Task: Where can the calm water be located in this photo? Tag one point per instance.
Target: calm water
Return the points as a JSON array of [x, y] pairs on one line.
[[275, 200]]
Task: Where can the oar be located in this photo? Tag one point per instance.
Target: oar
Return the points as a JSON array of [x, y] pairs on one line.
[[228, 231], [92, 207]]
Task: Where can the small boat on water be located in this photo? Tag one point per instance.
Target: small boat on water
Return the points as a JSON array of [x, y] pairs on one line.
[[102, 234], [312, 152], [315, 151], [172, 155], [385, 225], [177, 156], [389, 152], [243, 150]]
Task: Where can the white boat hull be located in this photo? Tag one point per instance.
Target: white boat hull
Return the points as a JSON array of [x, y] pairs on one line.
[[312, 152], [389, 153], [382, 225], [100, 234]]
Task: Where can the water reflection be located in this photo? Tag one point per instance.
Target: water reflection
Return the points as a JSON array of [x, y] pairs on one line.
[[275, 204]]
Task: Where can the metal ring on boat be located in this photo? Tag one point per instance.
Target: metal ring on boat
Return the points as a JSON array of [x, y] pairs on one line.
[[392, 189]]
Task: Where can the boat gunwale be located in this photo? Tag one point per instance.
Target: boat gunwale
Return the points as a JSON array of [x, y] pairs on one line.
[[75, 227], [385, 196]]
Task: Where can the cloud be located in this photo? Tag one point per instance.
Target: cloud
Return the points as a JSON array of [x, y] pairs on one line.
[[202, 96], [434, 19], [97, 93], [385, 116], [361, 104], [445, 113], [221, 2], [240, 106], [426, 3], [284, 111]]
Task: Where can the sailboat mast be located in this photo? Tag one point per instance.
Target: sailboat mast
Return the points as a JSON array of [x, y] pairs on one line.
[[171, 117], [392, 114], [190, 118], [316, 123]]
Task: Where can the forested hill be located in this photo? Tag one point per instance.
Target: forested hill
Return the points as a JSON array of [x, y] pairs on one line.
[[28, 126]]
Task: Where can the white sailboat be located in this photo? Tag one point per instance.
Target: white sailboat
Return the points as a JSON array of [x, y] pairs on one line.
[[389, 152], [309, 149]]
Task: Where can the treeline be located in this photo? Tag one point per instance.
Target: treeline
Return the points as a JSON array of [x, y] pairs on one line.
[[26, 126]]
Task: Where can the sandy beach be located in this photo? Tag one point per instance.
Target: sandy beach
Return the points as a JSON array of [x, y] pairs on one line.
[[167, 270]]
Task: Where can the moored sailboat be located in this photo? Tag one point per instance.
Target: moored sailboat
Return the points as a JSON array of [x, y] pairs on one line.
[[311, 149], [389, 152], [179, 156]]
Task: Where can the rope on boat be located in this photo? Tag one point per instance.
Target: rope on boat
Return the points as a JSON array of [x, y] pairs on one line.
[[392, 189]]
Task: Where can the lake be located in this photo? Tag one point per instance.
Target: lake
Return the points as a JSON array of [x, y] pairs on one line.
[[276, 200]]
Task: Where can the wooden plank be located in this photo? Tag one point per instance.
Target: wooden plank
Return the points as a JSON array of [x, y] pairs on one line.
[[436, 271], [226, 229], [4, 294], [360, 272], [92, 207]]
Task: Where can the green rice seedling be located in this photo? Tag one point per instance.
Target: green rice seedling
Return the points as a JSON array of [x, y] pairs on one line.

TRY IT |
Please copy out each record, character for character.

OUTPUT BELOW |
Task: Where can the calm water be located in this photo? Tag one point per instance.
Target: calm water
Return the points as a JSON array of [x, y] pairs on one line.
[[275, 200]]
Task: Where can the oar be located in this photo? Tag one point per instance.
Target: oar
Return the points as a JSON array of [x, y] pairs on one line.
[[228, 231], [92, 207]]
Task: Where can the small boat on water be located in this photo? Tag one point per instance.
Target: small boat on water
Return the points as a JSON array of [x, y] pairs on one line.
[[102, 234], [312, 152], [315, 151], [172, 155], [385, 225], [177, 156], [389, 152], [243, 150]]
Task: Where can the white boat hull be located in this photo? Tag one point per instance.
Target: white boat hull
Return the points as a JSON array of [x, y] pairs on one line.
[[312, 152], [389, 153], [382, 225], [100, 234]]
Task: Where can the water reflection be located in this photo? Tag one point per instance.
Target: water reflection
Return the points as a JSON array of [x, y] pairs on one line.
[[275, 204]]
Task: Where can the metal ring on boat be located in this photo? Tag one point per instance.
Target: metal ring on boat
Return the points as a JSON array of [x, y] pairs on one line.
[[392, 189]]
Task: Where can the boat gunwale be located in this photo? Tag one point per instance.
Target: boat gunwale
Return the points as a JSON array of [x, y] pairs on one line.
[[75, 227], [385, 196]]
Task: Where can the cloud be located in this photo? Tag one point per instance.
Target: cloud
Return the points as a JSON array of [x, y] pairs on one line.
[[202, 96], [434, 19], [97, 93], [385, 116], [361, 104], [445, 113], [221, 2], [240, 106], [426, 3], [284, 111]]
Task: Where can the sailboat mast be located in this photo? Tag one point per instance.
Target: sailboat mast
Return the points as a JSON array of [x, y] pairs on one line.
[[171, 117], [392, 114], [190, 118], [316, 123]]
Task: Where can the forested hill be located in this photo? Tag one point per instance.
Target: forested hill
Return the points as a JSON array of [x, y] pairs on one line.
[[28, 126]]
Task: Where can the white sailboat be located in this photo? Tag one point per instance.
Target: white sailboat
Return the points as a JSON array of [x, y] pairs on one line.
[[389, 152], [309, 149]]
Task: Where can the treeline be located in this photo? Tag one point per instance.
Target: treeline
Return the points as a JSON array of [x, y] pairs on one line.
[[26, 126]]
Task: Where can the sandy beach be located in this photo? Tag one point per instance.
Target: sandy beach
Return the points as a JSON array of [x, y] pairs on one line.
[[167, 270]]
Task: Where can the moored sailboat be located in this photo? Tag one point per instance.
Target: moored sailboat
Return the points as a JSON array of [x, y] pairs on one line.
[[311, 149], [389, 152], [179, 156]]
Task: Where can the rope on boat be located in this photo? Tag one point per instance.
Target: rope on boat
Return the points as a JSON array of [x, y] pairs on one line.
[[392, 189]]
Task: Where can the lake be located in this photo? Tag one point per instance.
Target: lake
Return the points as a JSON array of [x, y] pairs on one line.
[[276, 200]]
Task: Where can the wooden plank be located in this photo? Tag one point per instance.
Target: wooden plank
Return the points as a JSON array of [x, y] pairs on one line.
[[436, 271], [226, 229], [4, 294], [360, 272], [92, 207]]
Task: Where can the green rice seedling be located in this photo? Tag one point per instance.
Target: green rice seedling
Return the points as a JSON array of [x, y] pairs on one line.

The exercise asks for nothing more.